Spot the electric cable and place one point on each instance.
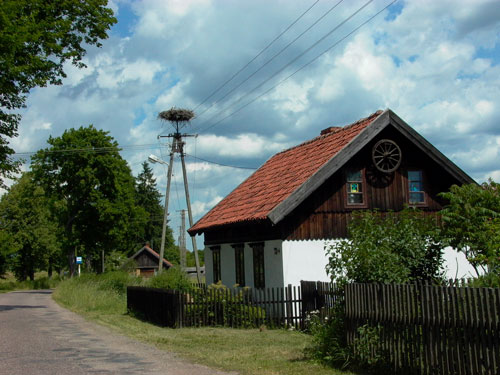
(302, 67)
(272, 58)
(220, 164)
(292, 61)
(260, 53)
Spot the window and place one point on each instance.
(239, 263)
(259, 280)
(416, 187)
(216, 263)
(355, 188)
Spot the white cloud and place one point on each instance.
(436, 64)
(242, 145)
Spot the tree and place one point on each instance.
(31, 230)
(149, 198)
(471, 223)
(92, 192)
(36, 38)
(387, 248)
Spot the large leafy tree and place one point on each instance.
(92, 192)
(149, 198)
(29, 229)
(387, 248)
(37, 37)
(471, 223)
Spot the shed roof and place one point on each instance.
(288, 177)
(147, 249)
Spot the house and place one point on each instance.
(147, 262)
(271, 230)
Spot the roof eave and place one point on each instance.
(386, 118)
(329, 168)
(430, 150)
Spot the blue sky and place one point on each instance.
(435, 63)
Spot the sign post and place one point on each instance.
(79, 261)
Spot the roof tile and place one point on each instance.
(279, 177)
--------------------
§ **Work to complete**:
Go to the line with "Spot the large" and set down that line and every line after it, through the end of the material above, word for word.

§ **Problem solution**:
Spot the large leafy tree and place one point on each instance.
(92, 192)
(149, 198)
(29, 229)
(387, 248)
(37, 37)
(471, 223)
Spot the shed roof and place one point on each instance.
(288, 177)
(147, 249)
Spot the house and place one point on each instance.
(147, 262)
(271, 230)
Spot the roof eave and place one point on each instance.
(386, 118)
(329, 168)
(430, 150)
Spot the blue sky and place one point on each instance.
(435, 63)
Spot the sign post and place one point on each instance.
(79, 261)
Spot the roof tile and place one point on each instance.
(279, 177)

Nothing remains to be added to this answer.